§ **EXCERPT PROVIDED**:
# # # #

Andersen published a short story in 1829 called “A Journey on Foot from Holmen’s Canal to the East Point of Amager”, finally giving him some success after years of hard work. It was about a character who met characters like Saint Peter and even a talking cat. Not long after, he published a theatre piece called Love on St. Nicholas Church Tower and a collection of poems. His first works were not very notable. It would be many more years until his works became worthy of note.
The King gave him a grant for travelling in 1833. Andersen spent sixteen months travelung throughout Europe in Germany, Switzerland, Italy, and France. On this trip, Andersen discovered a love for travel and was especially fond of Italy. He would go on twenty-more extended journeys in his life and about fifteen years were spent out of Denmark. “To travel is to live,” is one of his most famous quotes. He also wrote many travel stories that gained him some popularity. Andersen also kept a home in Nyhavn, which was in Copenhagen, as he travelled. In 1835, Hans Christian Andersen published his first novel “The Improvisatore” (Improvisatoren). The autobiography was immediately successful.
Originally, Andersen had written fairy tales that were revisions of those he was told as a child. His original fairy tales were not met with much recognition at first though. In 1835-37, he published a collection of nine fairy tales called Fairy Tales Told for Children, First Collection (Eventyr, fortalte for Børn. Første Samling). This collection included “The Emperor’s New Clothes”, “The Little Mermaid”, “The Princess and the Pea”, “Thumbelina”, and “The Tinderbox”. His stories were not recognized at first, selling quite poorly. Meanwhile, he was becoming more successful with two novels he had written, O.T. (1836) and Only a Fiddler (1837). In 1844, another one of his most well known fairy tales, The Snow Queen (Snedronningen), was published in First Volume, Second Collection. Andersen continued writing and publishing his fairytales until 1872.
Inspired by Scandinavism when visiting Sweden in 1837, Andersen wrote a poem to convey how the Swedes, Danes, and Norwegians were related. While visiting the island of Funen (where Odense, his hometown, is located), he began writing a poem called Jeg er en Skandinav (“I am a Scandinavian”).

# # # #

§ **DATASET EXCERPTS**:
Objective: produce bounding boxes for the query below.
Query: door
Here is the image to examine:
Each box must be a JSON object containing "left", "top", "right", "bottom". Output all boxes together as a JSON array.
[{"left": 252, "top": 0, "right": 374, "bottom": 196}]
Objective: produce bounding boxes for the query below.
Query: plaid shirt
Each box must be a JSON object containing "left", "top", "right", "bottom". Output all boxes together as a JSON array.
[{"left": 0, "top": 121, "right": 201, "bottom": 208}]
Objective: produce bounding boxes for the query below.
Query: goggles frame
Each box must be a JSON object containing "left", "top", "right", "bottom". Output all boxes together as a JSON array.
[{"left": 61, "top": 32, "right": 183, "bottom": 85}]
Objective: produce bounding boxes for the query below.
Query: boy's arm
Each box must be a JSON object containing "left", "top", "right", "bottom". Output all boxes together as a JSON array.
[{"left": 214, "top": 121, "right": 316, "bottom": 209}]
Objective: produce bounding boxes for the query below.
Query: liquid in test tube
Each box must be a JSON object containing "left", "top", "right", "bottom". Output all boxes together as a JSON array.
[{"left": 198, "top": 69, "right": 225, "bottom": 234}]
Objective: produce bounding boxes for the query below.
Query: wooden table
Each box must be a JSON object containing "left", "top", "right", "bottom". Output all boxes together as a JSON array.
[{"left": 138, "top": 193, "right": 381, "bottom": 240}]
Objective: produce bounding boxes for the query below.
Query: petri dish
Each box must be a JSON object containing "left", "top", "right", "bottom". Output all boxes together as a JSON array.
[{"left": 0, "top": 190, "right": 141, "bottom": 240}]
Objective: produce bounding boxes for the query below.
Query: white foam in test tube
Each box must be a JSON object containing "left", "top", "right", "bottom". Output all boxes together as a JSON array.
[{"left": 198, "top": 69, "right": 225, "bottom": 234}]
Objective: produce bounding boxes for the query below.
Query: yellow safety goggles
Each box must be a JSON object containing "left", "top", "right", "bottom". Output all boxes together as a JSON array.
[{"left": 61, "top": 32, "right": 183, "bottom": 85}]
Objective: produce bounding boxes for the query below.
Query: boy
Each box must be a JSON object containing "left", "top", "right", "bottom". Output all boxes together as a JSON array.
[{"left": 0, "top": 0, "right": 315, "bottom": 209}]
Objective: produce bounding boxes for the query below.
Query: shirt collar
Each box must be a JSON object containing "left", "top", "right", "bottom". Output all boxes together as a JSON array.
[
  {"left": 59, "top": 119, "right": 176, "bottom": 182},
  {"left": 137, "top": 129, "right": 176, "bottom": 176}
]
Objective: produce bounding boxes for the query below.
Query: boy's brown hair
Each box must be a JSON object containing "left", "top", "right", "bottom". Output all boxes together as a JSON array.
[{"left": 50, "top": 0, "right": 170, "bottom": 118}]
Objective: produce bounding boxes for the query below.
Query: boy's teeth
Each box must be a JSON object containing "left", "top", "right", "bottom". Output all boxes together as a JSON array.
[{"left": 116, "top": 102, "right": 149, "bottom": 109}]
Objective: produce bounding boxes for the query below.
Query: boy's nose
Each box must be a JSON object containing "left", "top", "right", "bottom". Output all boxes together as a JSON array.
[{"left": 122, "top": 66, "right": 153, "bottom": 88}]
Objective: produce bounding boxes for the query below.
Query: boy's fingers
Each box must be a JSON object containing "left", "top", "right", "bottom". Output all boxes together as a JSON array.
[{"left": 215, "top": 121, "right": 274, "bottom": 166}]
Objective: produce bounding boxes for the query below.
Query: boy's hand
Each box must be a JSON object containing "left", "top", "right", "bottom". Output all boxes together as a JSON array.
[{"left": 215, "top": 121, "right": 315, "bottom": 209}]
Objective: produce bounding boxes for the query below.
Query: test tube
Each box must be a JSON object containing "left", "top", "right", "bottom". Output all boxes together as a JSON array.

# # # #

§ **THE TASK**: Continue the passage on Hans Christian Andersen's life and writing from the point where it ends.

§ **FINAL ANSWER**:
By the early 1840s, Andersen was also earning some foreign success. When he visited Germany in 1846 and England the following year, he was hailed a famous dignitary. While in England, Andersen was invited to attend many social gatherings for those belonging to the upper class. At one gathering, he even met famed English author Charles Dickens. Throughout the years, he would become even more successful across the word. When he would travel, they treated him like a pillar of society. At home in Denmark, he had many opponents who believed that Andersen was not serving of praise. His stories would go on to be translated into more than 125 different languages. And by the time of his death, he was honoured by England as the greatest living author.
Andersen wrote many travelogues, detailing his travels throughout Europe. A few of his travelogues also contain some of his fairy tales, In Sweden being one of them.
During spring of 1872, Andersen was severely hurt when he fell out of his bed. He would never really recover from these injuries. Not long after, he also began showing signs of having liver cancer. Then, on August 4, 1875, Hans Christian Andersen died at seventy years old in Østerbro, Copenhagen, Denmark. At the time, he was at the home of his close friends, baker Moritz Melchior and his wife. Andersen’s body was later interred in Nørrebro, Copenhagen in the Assistens Kirkegård (Assistens Cemetery).